Adım atsan deniz
“Onlar kentlerini, bizim yeryüzünde bildiğimiz en güzel gökyüzü ve en güzel iklimde kurdular.” Heredot
Eski Foça
Denizle bu kadar iç içe, huzurla bu kadar koyun koyuna bir yer hayal etmemiş olabilirsiniz Foça’ya gitmeden önce. Deniz kokusunu günün her anı ciğerlerine çeken, gözleri denize doymuş ve dahası her şeyini denize borçlu, dingin, güler yüzlü Egelilerle dolu Foça. Hani kendi halinde derler ya, öyle bir yer işte burası.
Kimi sevgilisi ile el ele sahilde yürüyor. Kimi yaşlılar sahil kıyısında günbatımı izliyor, kitap okuyor. Köpeğini gezdirenler, kedilerle oynayan çocuklar, ağlarını onaran balıkçılar, saksılar dolusu çiçekler, kısacası her şey dinlenmenin ne demek olduğuna işaret eder gibi…
Bakımlı ve tüm koy boyunca, koya paralel olarak yapılmış olan iskele; gündüz bir plaj, akşamları ise bir yürüyüş alanı oluyor. Geceleri mehtabı izlemek için ise biçilmiş kaftan. Ayın ve güneşin pırıltıları ile koyun iki yakasında, gece ve gündüz size ışık oyunları sunan deniz ise herkesin en iyi dostu.
Şehri yukarıdan gören tüm tepeler, efil efil esen rüzgarın eşliğinde buram buram Ege kokuyor. Rakı balık ikilisinin birbirine en çok yakıştığı bu yerde, ağlar arasında deniz ürünlerini ve mezelerini tatma keyfi ise dünyalara değer.
Foça’da denize gitmek için telaş etmenize gerek yok. Balık ve yosun kokusu duyulan bu kentte, canınız çektiği an yüzebilirsiniz, herhangi bir yerden denize adım atmanız yeterli.

[Görev tanımı]:
Foça'yı anlatan metni son cümlesinden sonra kaldığı yerden alıp sürdürün.

[Gösterilen liste]:
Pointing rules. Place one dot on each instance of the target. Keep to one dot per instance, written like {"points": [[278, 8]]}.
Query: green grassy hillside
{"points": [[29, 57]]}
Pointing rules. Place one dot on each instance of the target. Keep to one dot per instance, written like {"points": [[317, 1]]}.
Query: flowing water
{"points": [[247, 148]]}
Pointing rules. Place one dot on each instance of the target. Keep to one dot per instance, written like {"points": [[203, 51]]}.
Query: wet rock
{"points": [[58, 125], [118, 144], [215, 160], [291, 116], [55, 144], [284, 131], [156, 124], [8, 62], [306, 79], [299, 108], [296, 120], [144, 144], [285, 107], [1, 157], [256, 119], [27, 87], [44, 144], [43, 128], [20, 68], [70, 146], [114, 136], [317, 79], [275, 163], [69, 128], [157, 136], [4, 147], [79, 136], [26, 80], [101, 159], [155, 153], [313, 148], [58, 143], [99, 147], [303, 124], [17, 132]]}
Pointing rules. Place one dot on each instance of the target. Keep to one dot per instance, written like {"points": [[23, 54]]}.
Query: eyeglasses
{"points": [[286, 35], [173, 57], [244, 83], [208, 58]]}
---
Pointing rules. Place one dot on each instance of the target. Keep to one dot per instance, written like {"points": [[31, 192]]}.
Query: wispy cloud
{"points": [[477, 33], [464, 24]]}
...
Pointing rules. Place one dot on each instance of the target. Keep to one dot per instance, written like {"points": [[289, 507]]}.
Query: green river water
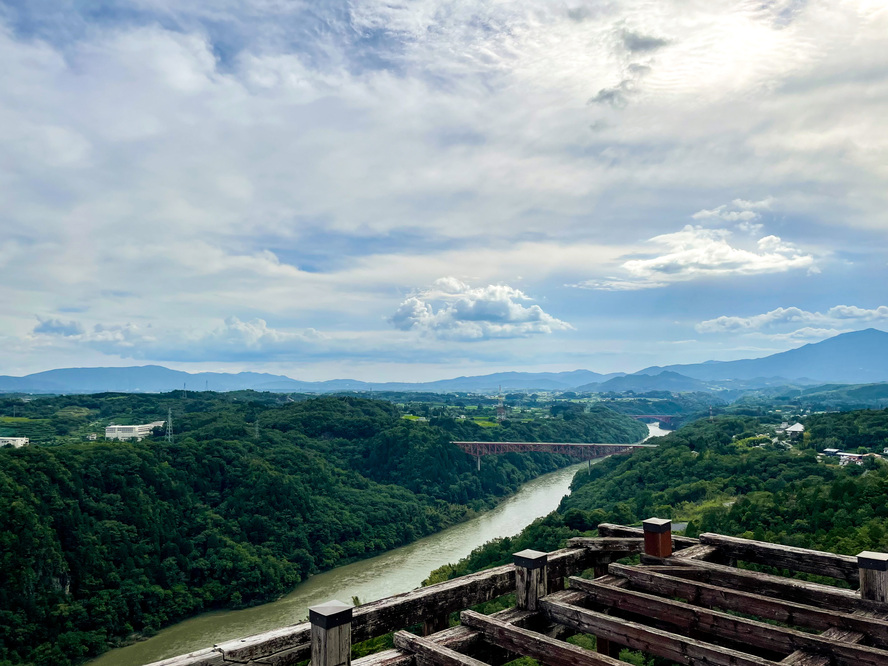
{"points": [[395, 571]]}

[Görev yanıtı]:
Rivayete göre Foça’da esrarengiz bir “Karataş” varmış. Gezerken nerede olduğunu kimsenin bilmediği bu taşa basanlar, bir daha Foça’dan kopamazmış. Yolu bir kez Foça’ya düşenler bu öyküyü duyunca dolaşıp dururlarmış sokaklarında…
Kim bilir daha ilk adımınızda Foça’nın mitoloji kokan sokaklarında siz de takılı kalırsınız. Ege’nin kendini turizmin kötü yönlerinden koruyabilmiş yerleşimlerinden birisi Foça. Aslında Foça’nın her yeri “Karataş” ile kaplı sanki. Foça’yı görüp de sevmemek, dönüp de gelmemek mümkün değil gibi.
İzmir – Çanakkale karayolundan İzmir’e bağlı 28 ilçeden birisi olan Eski Foça’ya ulaşılabiliyor. Doğuda Menemen, kuzeyde Çandarlı, batıda Ege Denizi, güneyde de İzmir Körfezi çevreliyor.
İlk bakışta turizmin ve balıkçılığın en önemli geçim kaynağı olduğu kolayca anlaşılabiliyor. Az yağış ama çok rüzgar alan Foça, yazın sıcak günlerinde serin olması ile zaten tercih sebebi olduğu için turizm kentin atardamarı…
Yaz aylarında tatilcilerin gelmesi ile birlikte 75 bin kişiye ulaşan Eski Foça nüfusunun büyük bir kısmı ise emeklilerden oluşuyor.
Ege’de eski dokusunu diğer kasabalara göre daha iyi koruyabilmiş sahil yerleşimlerinden birisi Foça. Eski ve Yeni Foça olarak iki bölgeye ayrılmış. Korunmuş olanı Eski Foça. Zaten konumuz da orası.
Balıkçı ve gezinti tekneleri, küçücük adacıklarla dolu güzeller güzeli bir koy, daracık taş sokaklar, eski evler… Bunların hepsine birden Foça deniyor ve misafirlerini hemen kucaklayıveriyor Foça. Yabancılık hissetmiyorsunuz. Diğer bir deyişle insanı ilk görüşte sarıp sarmalıyor.
Eski Foça’dan Yeni Foça yönüne doğru giderken art arda sıralanan Mersinaki koyları Foça’nın aynı zamanda en güzel plajları da. Birçok özel bakımlı ve paralı plaj da bulunuyor.
İki Foça arasında eski değirmenleri, denize dimdik inen yarları rahatça görebiliyorsunuz. Kıyı şeridinde temiz kumsallar, fiyatları uçuk olmayan, şirin ve temiz oteller ile sevimli pansiyonlar var. Deniz kenarına sıralanmış güzel balıkçı lokantalarından ise çıkamayacaksınız.
Çevredeki irili ufaklı pek çok adaya ve koya günübirlik tekne turları kalkıyor. İsterseniz özel bir tekne de kiralayabilirsiniz. İlk durağınız Eski Foça’ya yarım saat uzaklıktaki Orak Adası olacak. Adanın ilk bölümünde küçücük bir göl bulunuyor. Göle paralel ilerlemeye devam ederseniz, eşine hiçbir yerde rastlanmayan, hayranlık uyandıran Siren Kayalıkları çıkacak karşınıza.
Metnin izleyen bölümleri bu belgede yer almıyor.